(Segmentation mask data)
——
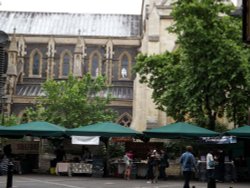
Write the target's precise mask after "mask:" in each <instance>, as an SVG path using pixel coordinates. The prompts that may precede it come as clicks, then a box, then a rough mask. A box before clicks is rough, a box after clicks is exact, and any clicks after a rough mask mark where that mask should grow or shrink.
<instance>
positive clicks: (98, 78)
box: [27, 74, 116, 128]
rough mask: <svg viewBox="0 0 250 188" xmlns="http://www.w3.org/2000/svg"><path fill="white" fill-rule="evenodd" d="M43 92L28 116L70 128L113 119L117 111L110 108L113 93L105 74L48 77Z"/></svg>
mask: <svg viewBox="0 0 250 188" xmlns="http://www.w3.org/2000/svg"><path fill="white" fill-rule="evenodd" d="M42 89H43V91H44V96H42V97H40V98H38V99H37V101H36V102H37V104H36V107H35V110H34V108H29V109H28V110H27V115H28V119H31V120H45V121H49V122H51V123H55V124H60V125H62V126H65V127H67V128H74V127H78V126H80V125H88V124H92V123H96V122H99V121H113V120H114V119H115V117H116V113H115V112H114V111H113V110H111V109H109V108H107V105H108V104H109V103H110V102H111V95H110V94H109V93H108V87H107V85H106V82H105V78H104V77H102V76H98V77H96V78H95V79H93V78H92V77H91V76H90V75H89V74H86V75H84V76H83V77H82V78H75V77H73V76H69V78H68V80H65V81H55V80H48V81H46V82H45V83H44V84H43V85H42Z"/></svg>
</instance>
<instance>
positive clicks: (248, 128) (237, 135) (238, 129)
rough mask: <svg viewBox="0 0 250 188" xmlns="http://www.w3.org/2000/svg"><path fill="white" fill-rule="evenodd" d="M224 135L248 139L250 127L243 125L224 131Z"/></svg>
mask: <svg viewBox="0 0 250 188" xmlns="http://www.w3.org/2000/svg"><path fill="white" fill-rule="evenodd" d="M225 134H226V135H231V136H237V137H242V138H250V126H249V125H244V126H242V127H239V128H235V129H232V130H230V131H226V132H225Z"/></svg>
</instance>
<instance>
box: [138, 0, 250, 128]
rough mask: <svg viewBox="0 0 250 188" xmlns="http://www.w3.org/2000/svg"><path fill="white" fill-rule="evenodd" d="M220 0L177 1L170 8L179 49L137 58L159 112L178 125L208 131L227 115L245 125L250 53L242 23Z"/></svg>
mask: <svg viewBox="0 0 250 188" xmlns="http://www.w3.org/2000/svg"><path fill="white" fill-rule="evenodd" d="M232 8H233V7H232V6H231V5H229V4H224V3H223V2H222V1H219V0H179V1H177V2H176V3H175V4H174V5H173V11H172V16H173V19H174V21H175V22H174V24H173V25H172V26H171V27H170V28H168V30H169V31H170V32H172V33H175V34H176V36H177V41H176V43H177V44H178V50H176V51H175V52H166V53H164V54H161V55H152V56H148V55H142V54H140V55H139V56H138V57H137V64H136V66H135V71H136V72H137V73H138V74H139V75H140V76H141V80H140V81H141V82H143V83H147V84H148V86H149V87H150V88H152V89H153V96H152V97H153V100H154V101H155V103H156V104H157V105H158V108H159V109H161V110H163V111H165V112H166V113H167V114H168V115H169V116H172V117H173V118H174V119H176V120H177V121H183V120H185V119H187V118H188V119H191V120H192V121H195V122H196V123H198V124H201V125H204V126H206V127H208V128H210V129H212V130H214V129H215V125H216V119H217V118H218V117H224V116H226V117H227V118H228V119H229V120H230V121H233V122H234V123H235V124H238V125H241V124H243V123H246V121H247V112H248V108H249V106H250V85H249V72H250V69H249V68H250V66H249V54H250V53H249V52H250V50H249V48H247V47H246V46H245V45H244V44H243V43H242V40H241V31H242V30H241V21H240V20H239V19H238V18H233V17H231V16H229V15H230V13H231V11H232Z"/></svg>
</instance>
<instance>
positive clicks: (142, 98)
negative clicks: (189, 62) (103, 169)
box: [0, 0, 176, 131]
mask: <svg viewBox="0 0 250 188" xmlns="http://www.w3.org/2000/svg"><path fill="white" fill-rule="evenodd" d="M170 12H171V5H170V3H169V1H166V0H145V1H143V3H142V11H141V14H140V15H128V14H85V13H60V12H55V13H51V12H16V11H0V25H1V34H2V33H3V34H4V33H5V34H7V35H8V44H7V45H5V44H1V45H0V47H1V58H2V59H3V60H2V61H1V62H2V64H1V90H0V92H1V99H2V102H1V104H2V105H1V112H4V113H5V114H6V115H10V114H16V115H17V116H19V117H20V118H22V117H23V116H24V115H25V114H24V111H25V108H26V107H30V106H33V105H34V101H35V98H36V97H38V96H41V95H43V91H42V88H41V84H42V83H43V82H45V81H46V80H48V79H54V80H58V81H60V80H65V79H67V77H68V75H69V74H72V75H74V76H77V77H81V76H82V75H84V74H86V73H90V74H91V75H92V76H93V78H94V77H96V76H97V75H105V76H106V77H107V82H108V84H109V85H111V93H112V96H113V98H114V100H113V101H112V103H111V105H110V106H111V108H113V109H114V110H115V111H117V112H118V114H119V117H118V119H117V123H120V124H122V125H124V126H128V127H131V128H134V129H136V130H139V131H143V130H145V129H147V128H153V127H157V126H161V125H164V124H166V123H168V119H167V115H166V114H165V113H164V112H161V111H159V110H156V107H155V104H154V103H153V101H152V99H151V93H152V91H151V90H150V89H149V88H148V87H146V85H143V84H141V83H139V78H138V75H135V73H134V72H133V71H132V69H133V65H134V64H135V63H136V60H135V58H136V56H137V54H138V53H147V54H158V53H163V52H164V51H166V50H169V51H172V50H173V49H174V48H175V39H176V38H175V36H174V35H173V34H169V33H168V32H167V30H166V28H167V27H168V26H170V25H171V23H172V22H173V20H172V18H171V16H170ZM1 36H2V35H1ZM0 42H1V41H0ZM3 83H4V84H3Z"/></svg>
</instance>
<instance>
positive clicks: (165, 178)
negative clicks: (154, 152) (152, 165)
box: [159, 150, 169, 180]
mask: <svg viewBox="0 0 250 188" xmlns="http://www.w3.org/2000/svg"><path fill="white" fill-rule="evenodd" d="M160 152H161V153H160V167H159V171H160V176H159V178H160V179H163V180H166V179H167V175H166V171H165V170H166V168H168V167H169V162H168V154H167V152H166V151H164V150H161V151H160Z"/></svg>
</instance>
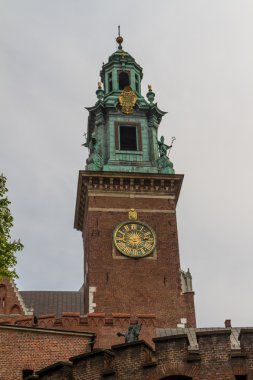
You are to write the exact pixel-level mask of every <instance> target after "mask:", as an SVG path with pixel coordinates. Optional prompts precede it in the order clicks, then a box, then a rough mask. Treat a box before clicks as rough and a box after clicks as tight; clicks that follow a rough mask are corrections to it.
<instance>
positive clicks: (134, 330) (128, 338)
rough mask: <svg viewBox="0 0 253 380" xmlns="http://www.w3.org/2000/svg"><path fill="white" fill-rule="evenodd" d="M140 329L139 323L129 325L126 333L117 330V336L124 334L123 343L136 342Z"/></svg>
mask: <svg viewBox="0 0 253 380" xmlns="http://www.w3.org/2000/svg"><path fill="white" fill-rule="evenodd" d="M140 331H141V323H140V324H136V325H129V327H128V331H127V332H126V333H124V332H118V333H117V335H118V336H124V337H125V343H131V342H136V341H137V340H139V335H140Z"/></svg>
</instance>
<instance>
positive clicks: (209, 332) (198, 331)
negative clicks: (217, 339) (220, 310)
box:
——
> [Action item]:
Restate all entries exactly; pictures stay out.

> [Task solution]:
Write the target's precise mask after "mask:" in each <instance>, as an SVG path using pixel coordinates. The prompts that may precede it come as clicks, then a box, then a rough mask. A box before clicks is rough, a box after clicks is exact, and any clicks after a rough mask mark where that mask should grow or shrink.
<instance>
positive clicks: (98, 78)
box: [27, 74, 116, 128]
rough mask: <svg viewBox="0 0 250 188" xmlns="http://www.w3.org/2000/svg"><path fill="white" fill-rule="evenodd" d="M43 92L28 116L70 128L113 119L117 111L110 108L113 93L105 74L48 77Z"/></svg>
mask: <svg viewBox="0 0 250 188" xmlns="http://www.w3.org/2000/svg"><path fill="white" fill-rule="evenodd" d="M42 89H43V91H44V96H42V97H40V98H38V99H37V101H36V102H37V104H36V107H35V110H34V108H29V109H28V110H27V115H28V119H31V120H45V121H49V122H51V123H55V124H60V125H62V126H65V127H67V128H74V127H78V126H80V125H88V124H92V123H96V122H99V121H113V120H114V119H115V117H116V113H115V112H114V111H113V110H111V109H109V108H107V105H108V104H109V103H110V102H111V95H110V94H109V93H108V87H107V85H106V82H105V78H104V77H102V76H98V77H96V78H95V79H93V78H92V77H91V76H90V75H89V74H86V75H84V76H83V77H82V78H75V77H73V76H69V78H68V80H65V81H55V80H48V81H46V82H45V83H44V84H43V85H42Z"/></svg>
</instance>
<instance>
positive clicks: (248, 128) (237, 135) (238, 129)
rough mask: <svg viewBox="0 0 250 188" xmlns="http://www.w3.org/2000/svg"><path fill="white" fill-rule="evenodd" d="M224 135L248 139L250 127L243 125L224 131Z"/></svg>
mask: <svg viewBox="0 0 250 188" xmlns="http://www.w3.org/2000/svg"><path fill="white" fill-rule="evenodd" d="M225 134H226V135H231V136H237V137H242V138H250V126H249V125H244V126H242V127H239V128H235V129H232V130H230V131H226V132H225Z"/></svg>
</instance>
<instance>
box: [138, 0, 250, 128]
rough mask: <svg viewBox="0 0 250 188" xmlns="http://www.w3.org/2000/svg"><path fill="white" fill-rule="evenodd" d="M220 0L177 1L170 8L179 49L137 58L159 112L178 125L208 131L227 115L245 125L250 53L242 23Z"/></svg>
mask: <svg viewBox="0 0 250 188" xmlns="http://www.w3.org/2000/svg"><path fill="white" fill-rule="evenodd" d="M232 8H233V7H232V6H231V5H229V4H224V3H223V2H222V1H219V0H179V1H177V2H176V3H175V4H174V5H173V11H172V16H173V19H174V21H175V22H174V24H173V25H172V26H171V27H170V28H168V30H169V31H170V32H172V33H175V34H176V36H177V41H176V43H177V44H178V50H176V51H175V52H166V53H164V54H161V55H152V56H148V55H142V54H140V55H139V56H138V57H137V64H136V66H135V71H136V72H137V73H138V74H139V75H140V76H141V80H140V81H141V82H143V83H147V84H148V86H149V87H150V88H152V89H153V96H152V97H153V100H154V101H155V103H156V104H157V105H158V108H159V109H161V110H163V111H165V112H166V113H167V114H168V115H169V116H172V117H173V118H174V119H176V120H177V121H183V120H185V119H187V118H188V119H191V120H192V121H195V122H196V123H198V124H201V125H204V126H206V127H208V128H210V129H212V130H214V129H215V125H216V119H217V118H218V117H224V116H226V117H227V118H228V119H229V120H230V121H233V122H234V123H235V124H238V125H241V124H243V123H246V121H247V112H248V108H249V106H250V85H249V72H250V69H249V68H250V66H249V54H250V53H249V52H250V50H249V48H247V47H246V46H245V45H244V44H243V43H242V40H241V31H242V30H241V21H240V20H239V19H238V18H233V17H231V16H229V15H230V13H231V11H232Z"/></svg>
</instance>
<instance>
positive clicks: (142, 98)
negative clicks: (189, 62) (103, 169)
box: [0, 0, 176, 131]
mask: <svg viewBox="0 0 250 188" xmlns="http://www.w3.org/2000/svg"><path fill="white" fill-rule="evenodd" d="M170 12H171V5H170V3H169V1H166V0H145V1H143V3H142V11H141V14H140V15H128V14H85V13H60V12H55V13H51V12H16V11H0V25H1V34H2V33H3V34H4V33H5V34H7V35H8V44H7V45H5V44H1V45H0V47H1V58H2V59H3V60H2V61H1V62H2V64H1V90H0V92H1V99H2V102H1V104H2V105H1V112H4V113H5V114H6V115H10V114H16V115H17V116H19V117H20V118H22V117H23V116H24V115H25V114H24V111H25V108H26V107H30V106H33V105H34V101H35V98H36V97H38V96H41V95H43V91H42V88H41V84H42V83H43V82H45V81H46V80H48V79H54V80H58V81H60V80H65V79H67V77H68V75H69V74H72V75H74V76H77V77H81V76H82V75H84V74H86V73H90V74H91V75H92V76H93V78H94V77H96V76H97V75H105V76H106V77H107V82H108V84H109V85H111V93H112V96H113V98H114V100H113V101H112V103H111V105H110V106H111V108H113V109H114V110H115V111H117V112H118V114H119V117H118V119H117V123H120V124H122V125H124V126H128V127H131V128H134V129H136V130H139V131H143V130H145V129H147V128H153V127H157V126H161V125H164V124H166V123H168V119H167V115H166V114H165V113H164V112H161V111H159V110H156V107H155V104H154V103H153V101H152V99H151V93H152V91H151V90H150V89H149V88H148V87H146V85H143V84H141V83H139V78H138V75H135V73H134V72H133V71H132V69H133V65H134V64H135V63H136V60H135V58H136V56H137V54H138V53H147V54H158V53H163V52H164V51H166V50H169V51H172V50H173V49H174V48H175V39H176V38H175V36H174V35H173V34H169V33H168V32H167V30H166V28H167V27H168V26H170V25H171V23H172V22H173V20H172V18H171V16H170ZM1 36H2V35H1ZM0 42H1V41H0ZM3 83H4V84H3Z"/></svg>
</instance>
<instance>
positive clicks: (165, 178)
negative clicks: (154, 152) (152, 165)
box: [159, 150, 169, 180]
mask: <svg viewBox="0 0 250 188" xmlns="http://www.w3.org/2000/svg"><path fill="white" fill-rule="evenodd" d="M160 152H161V153H160V167H159V171H160V176H159V178H160V179H163V180H166V179H167V175H166V171H165V170H166V168H168V167H169V162H168V154H167V152H166V151H164V150H161V151H160Z"/></svg>
</instance>
You are to write the exact pixel-level mask of every <instance> target after "mask:", as an SVG path with pixel coordinates. Optional prompts precede it in the order clicks, then a box, then a rough mask. Treat a box before clicks as rough and a box after clicks as tight; clicks that follow a rough mask are corrections to it.
<instance>
positive clicks: (134, 330) (128, 338)
rough mask: <svg viewBox="0 0 253 380" xmlns="http://www.w3.org/2000/svg"><path fill="white" fill-rule="evenodd" d="M140 329L139 323L129 325L126 333L117 330V336L124 334L123 343L136 342Z"/></svg>
mask: <svg viewBox="0 0 253 380" xmlns="http://www.w3.org/2000/svg"><path fill="white" fill-rule="evenodd" d="M140 331H141V323H140V324H136V325H129V327H128V331H127V332H126V333H124V332H118V333H117V335H118V336H124V337H125V343H131V342H136V341H137V340H139V335H140Z"/></svg>
</instance>
<instance>
positive clicks: (209, 332) (198, 331)
negative clicks: (217, 339) (220, 310)
box:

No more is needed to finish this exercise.